> Source passage:
****************
There are myriad other examples. This is why in US polls journalists now rate the lowest of all occupations in terms of public trust – even below politicians and lawyers, which is no mean feat. And that is why Mr Trump’s description of the journalistic caste as purveyors of ‘fake news’ is essentially correct. Too blunt? Sure. A bit crass? Yep. Demeaning? By all means. Sure to trigger anger by those caught within its ambit? Undoubtedly. But in essence, true, and not disinformation or misinformation in the way such bogus outfits as the RMIT ‘fact-checkers’ about the Voice purported to label No arguments.


(Full disclosure: I was one of maybe at most four law professors who came out openly for No, in my case from day one, and I did not think a single thing the RMIT people attacked as wrong was in fact wrong, not one. The facts were all correct and the opinions about the future were just that, opinions, though ones I think were far more likely than not to transpire – the whole fact-checking industry is overwhelmingly left-wing propagandists and it undermines free speech and the John Stuart Mill ideal of the cauldron of competing ideas getting us slightly ever closer to the truth. The fact that it was the Liberal party who, during the lockdowns, first proposed the initial iteration of this current Acma Bill is a total disgrace to the party and to the individual politicians who signed off on it.)

In this serpentining, Alistair Cooke-manner I come now to the good news. We on the freedom side of democratic life can welcome the establishment of a new prize for journalists. It aims to be everything that the Pulitzer Prize was, but is no longer. It is called the ‘Samizdat Prize’, the name coming from what the underground press in the former Soviet Union was called. Apparently, a loose translation is something like ‘we publish ourselves’. And this new prize was established by the Real Clear Foundation in the US. As with Pulitzers it only applies to American journalism. But a week ago the three inaugural winners were announced (again, aiming explicitly to reward the ‘standing up to authority and being inquisitive’ sort of actions that Pulitzers did before they became trinkets doled out by to those toeing the establishment line).
****************
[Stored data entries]
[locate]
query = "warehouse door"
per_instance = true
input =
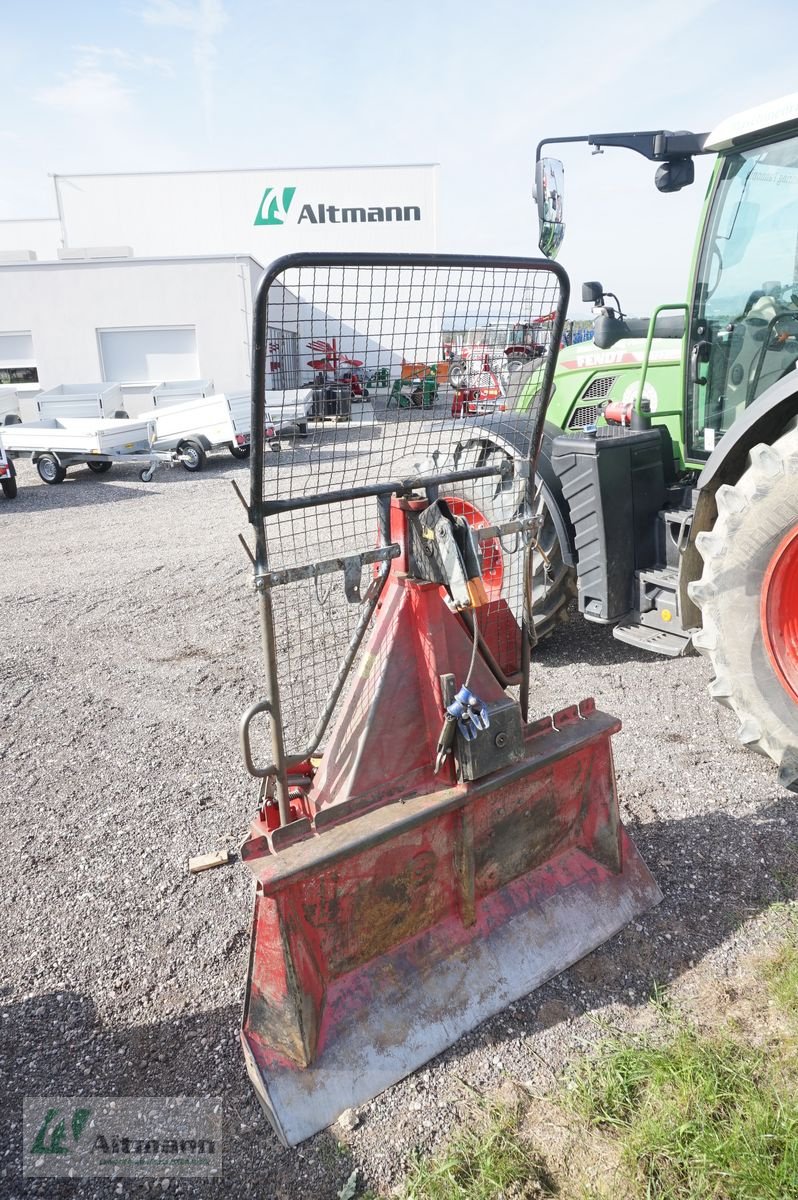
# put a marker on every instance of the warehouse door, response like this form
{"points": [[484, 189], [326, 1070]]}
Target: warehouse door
{"points": [[143, 355], [17, 361]]}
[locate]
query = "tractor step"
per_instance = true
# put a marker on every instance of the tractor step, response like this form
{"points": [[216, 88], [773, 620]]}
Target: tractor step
{"points": [[658, 641]]}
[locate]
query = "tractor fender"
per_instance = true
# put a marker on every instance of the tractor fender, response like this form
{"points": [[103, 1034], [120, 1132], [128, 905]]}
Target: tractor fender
{"points": [[762, 421], [513, 435]]}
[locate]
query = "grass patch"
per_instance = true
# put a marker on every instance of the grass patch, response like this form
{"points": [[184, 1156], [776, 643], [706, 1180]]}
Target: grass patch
{"points": [[700, 1119], [486, 1162], [781, 975]]}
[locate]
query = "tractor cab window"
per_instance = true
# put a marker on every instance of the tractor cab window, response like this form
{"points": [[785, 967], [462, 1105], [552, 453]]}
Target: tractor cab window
{"points": [[744, 333]]}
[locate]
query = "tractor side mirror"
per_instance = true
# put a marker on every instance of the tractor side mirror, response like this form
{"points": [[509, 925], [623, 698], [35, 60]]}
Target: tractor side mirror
{"points": [[672, 177], [592, 293], [609, 329], [550, 178]]}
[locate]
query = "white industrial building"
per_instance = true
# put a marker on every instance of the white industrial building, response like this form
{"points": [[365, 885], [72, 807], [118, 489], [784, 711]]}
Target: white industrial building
{"points": [[151, 277]]}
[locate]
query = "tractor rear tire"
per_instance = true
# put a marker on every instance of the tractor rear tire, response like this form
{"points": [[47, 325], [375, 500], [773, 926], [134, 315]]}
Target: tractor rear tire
{"points": [[553, 583], [748, 595]]}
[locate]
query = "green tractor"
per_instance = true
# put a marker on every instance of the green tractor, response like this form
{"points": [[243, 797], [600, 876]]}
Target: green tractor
{"points": [[671, 456]]}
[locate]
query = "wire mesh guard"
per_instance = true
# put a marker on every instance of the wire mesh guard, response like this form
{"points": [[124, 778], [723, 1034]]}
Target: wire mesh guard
{"points": [[406, 369]]}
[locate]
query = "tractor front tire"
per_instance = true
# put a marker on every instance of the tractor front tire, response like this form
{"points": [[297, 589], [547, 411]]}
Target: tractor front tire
{"points": [[748, 595]]}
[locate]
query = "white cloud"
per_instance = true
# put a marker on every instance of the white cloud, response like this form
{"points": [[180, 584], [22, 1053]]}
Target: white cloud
{"points": [[87, 89], [204, 19], [93, 55]]}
****************
> Exercise requirements:
1 > In the commentary on journalism, which organization established the Samizdat Prize?
2 > Please resume the commentary on journalism and the Samizdat Prize from the point where it stops.
The records are separate material, apart from the commentary on journalism.

> Numbered responses:
1 > The Real Clear Foundation in the US.

2 >
And who were the first three winners?  Jay Bhattacharya for his fight against lockdown thuggery and taking on the Fauci line on things pandemic related. Matt Taibbi for all of his work to do with the Twitter Files.  And Australia’s Miranda Devine for all of her work related to the Hunter Biden laptop (again, all of it true though derided as mis- and disinformation by other media, the intelligence services and the Biden administration for three-odd years) and on the wider aspects of the Biden family corruption (which the legacy press ignores but which is plain as day).

All three are deserving and did far more to give journalism a good name than anyone in any public broadcaster or near on any private news organisation too.

What we now need is some wealthy Australian who has what is known as ‘F-You!’ money – meaning they are wealthy enough that they can’t be cancelled – and who care enough about this country that they will sacrifice the lost invitations to inner-city dinner parties – to spend some of that money to set up this sort of award for actual bravery and scepticism for journalism here in Australia. Come on!

What’s the point of having bucketloads of money if you don’t spend it on things that might make the country better for your kids and which others won’t or don’t have the means to do?